◆ Challenge 1: Copy down the passage of the wildlife trafficking article that starts at "Wildlife trafficking is" and stops after "to curb trafficking.".
◆ Challenge 2: According to the wildlife trafficking article, where and on what date did Dr. Dorfman speak at the World Association of Zoos and Aquariums conference?
◆ Challenge 3: Name each illegal trade practice that the wildlife trafficking article says surpasses wildlife trafficking.

Carnegie Museum of Natural History's Director Speaks on Global Crisis of Wildlife Trafficking
Carnegie Museum of Natural History’s Director Eric Dorfman is leading an international call for natural history museums to do their part to stop the global crisis of wildlife trafficking.
Dr. Eric Dorfman speaks on how museums can counteract this illegal trade.
Wildlife trafficking is one of the top international illegal trade practices surpassed only by narcotics, counterfeiting, and human trafficking. It has been recognized as a growing source of funding for terrorist’s groups, and has resulted in increased poaching activities as well as thefts from museums and zoos.
"Illicit wildlife trafficking poses ethical and logistical problems for natural history museums today," Dr. Dorfman said. "However, we can work together to be a force in counteracting this crisis."
Dr. Dorfman spoke on the subject at the World Association of Zoos and Aquariums conference in Puebla, Mexico on October 10. This coincided with the International Council of Museums releasing a white paper, Natural History Museums and Wildlife Trafficking: A Framework for Global Action, on October 4 which outlines steps that natural history museums can take to curb trafficking.
The paper was published by the International Council of Museums Committee for Museums and Collections of Natural History Wildlife Trafficking Working Group, which Dorfman chairs. It outlines how natural history museums are uniquely positioned to stop wildlife trafficking through communication, partnerships, improved documentation and identification, and public awareness.

◆ Data excerpts:

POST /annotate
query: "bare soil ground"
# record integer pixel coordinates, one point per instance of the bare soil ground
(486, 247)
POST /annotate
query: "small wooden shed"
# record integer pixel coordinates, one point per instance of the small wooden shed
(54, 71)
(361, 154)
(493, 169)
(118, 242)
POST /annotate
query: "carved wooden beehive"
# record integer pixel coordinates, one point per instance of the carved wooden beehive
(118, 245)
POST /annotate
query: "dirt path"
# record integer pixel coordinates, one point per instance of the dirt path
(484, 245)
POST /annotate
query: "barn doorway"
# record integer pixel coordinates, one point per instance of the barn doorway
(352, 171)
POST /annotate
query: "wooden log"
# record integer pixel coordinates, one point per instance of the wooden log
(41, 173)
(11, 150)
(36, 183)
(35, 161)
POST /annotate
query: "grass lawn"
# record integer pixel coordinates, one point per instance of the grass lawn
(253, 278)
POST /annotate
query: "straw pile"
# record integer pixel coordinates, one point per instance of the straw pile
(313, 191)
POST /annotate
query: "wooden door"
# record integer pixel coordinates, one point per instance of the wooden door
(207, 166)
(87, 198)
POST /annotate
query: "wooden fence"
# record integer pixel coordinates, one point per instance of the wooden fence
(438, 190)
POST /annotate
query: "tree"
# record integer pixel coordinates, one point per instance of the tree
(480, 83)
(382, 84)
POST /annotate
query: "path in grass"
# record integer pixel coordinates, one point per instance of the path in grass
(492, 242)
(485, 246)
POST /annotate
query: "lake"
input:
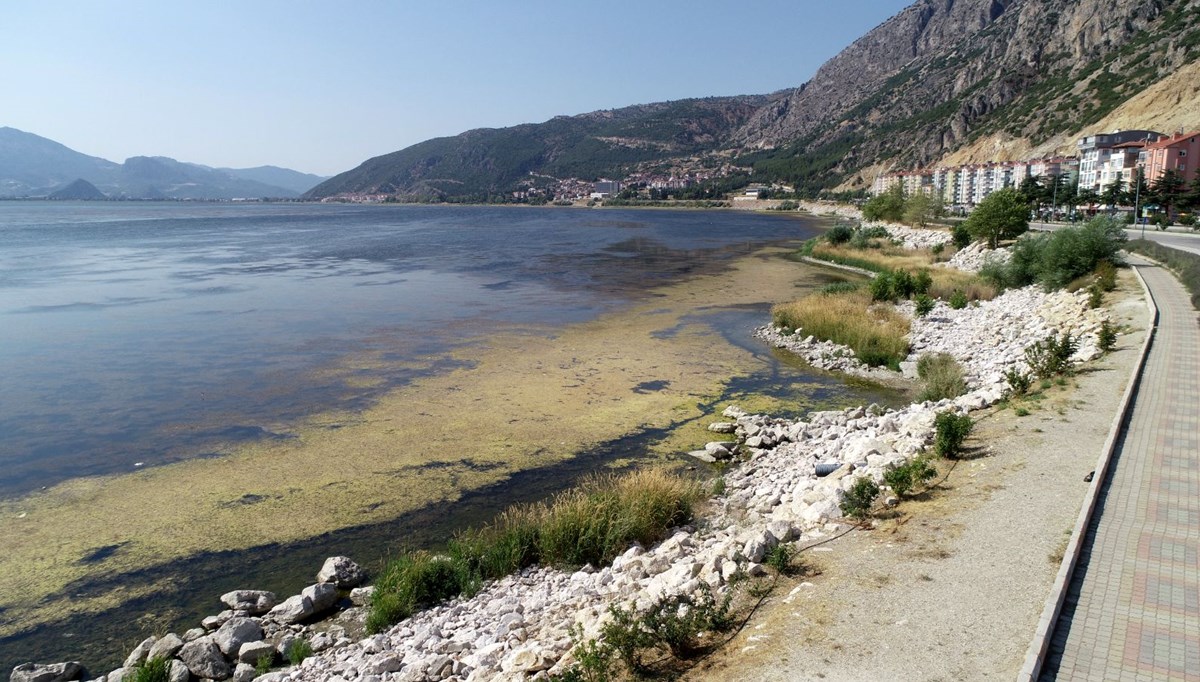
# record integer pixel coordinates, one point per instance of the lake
(149, 351)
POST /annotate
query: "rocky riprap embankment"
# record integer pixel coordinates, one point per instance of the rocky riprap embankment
(975, 256)
(253, 626)
(787, 489)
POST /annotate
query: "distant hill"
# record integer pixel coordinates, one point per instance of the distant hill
(589, 145)
(983, 78)
(274, 175)
(33, 166)
(79, 190)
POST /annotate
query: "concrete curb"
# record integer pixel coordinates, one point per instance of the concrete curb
(1037, 652)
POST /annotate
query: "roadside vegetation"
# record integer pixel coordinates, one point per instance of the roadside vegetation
(589, 524)
(1186, 265)
(1055, 259)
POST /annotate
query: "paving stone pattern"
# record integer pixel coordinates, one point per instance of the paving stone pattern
(1133, 608)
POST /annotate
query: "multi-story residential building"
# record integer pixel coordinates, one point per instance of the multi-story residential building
(1180, 153)
(1096, 149)
(1119, 167)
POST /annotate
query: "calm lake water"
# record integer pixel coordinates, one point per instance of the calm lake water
(137, 334)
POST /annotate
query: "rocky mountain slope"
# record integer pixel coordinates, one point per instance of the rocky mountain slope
(993, 76)
(33, 166)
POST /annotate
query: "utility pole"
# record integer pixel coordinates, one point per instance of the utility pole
(1137, 197)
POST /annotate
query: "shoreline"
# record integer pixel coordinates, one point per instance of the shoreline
(688, 345)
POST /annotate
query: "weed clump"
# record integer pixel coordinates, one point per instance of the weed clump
(589, 524)
(942, 376)
(859, 498)
(952, 430)
(906, 477)
(876, 334)
(1051, 356)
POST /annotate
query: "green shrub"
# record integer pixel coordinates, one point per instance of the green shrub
(263, 665)
(299, 650)
(1107, 276)
(150, 670)
(922, 281)
(882, 288)
(1018, 381)
(675, 622)
(839, 233)
(1107, 337)
(903, 285)
(904, 478)
(839, 287)
(1054, 259)
(875, 232)
(960, 235)
(952, 430)
(859, 498)
(1001, 215)
(1051, 356)
(958, 299)
(942, 376)
(594, 662)
(780, 558)
(924, 305)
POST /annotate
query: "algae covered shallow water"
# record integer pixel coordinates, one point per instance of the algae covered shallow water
(201, 398)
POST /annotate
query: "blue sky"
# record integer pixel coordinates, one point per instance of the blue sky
(321, 87)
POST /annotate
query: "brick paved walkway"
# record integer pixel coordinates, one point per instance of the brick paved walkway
(1133, 608)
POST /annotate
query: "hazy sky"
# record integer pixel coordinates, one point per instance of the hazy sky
(321, 87)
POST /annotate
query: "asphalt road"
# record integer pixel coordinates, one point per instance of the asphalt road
(1182, 238)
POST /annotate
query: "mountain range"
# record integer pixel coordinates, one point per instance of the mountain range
(33, 166)
(964, 81)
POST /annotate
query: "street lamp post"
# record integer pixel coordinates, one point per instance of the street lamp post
(1054, 201)
(1137, 197)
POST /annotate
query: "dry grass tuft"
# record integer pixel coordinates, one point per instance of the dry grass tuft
(877, 334)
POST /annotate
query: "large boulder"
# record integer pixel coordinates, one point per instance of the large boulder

◆ Written solution 1:
Wildlife trafficking is one of the top international illegal trade practices surpassed only by narcotics, counterfeiting, and human trafficking. It has been recognized as a growing source of funding for terrorist’s groups, and has resulted in increased poaching activities as well as thefts from museums and zoos.
"Illicit wildlife trafficking poses ethical and logistical problems for natural history museums today," Dr. Dorfman said. "However, we can work together to be a force in counteracting this crisis."
Dr. Dorfman spoke on the subject at the World Association of Zoos and Aquariums conference in Puebla, Mexico on October 10. This coincided with the International Council of Museums releasing a white paper, Natural History Museums and Wildlife Trafficking: A Framework for Global Action, on October 4 which outlines steps that natural history museums can take to curb trafficking.

◆ Written solution 2: In Puebla, Mexico, on October 10.

◆ Written solution 3: Narcotics, counterfeiting, and human trafficking.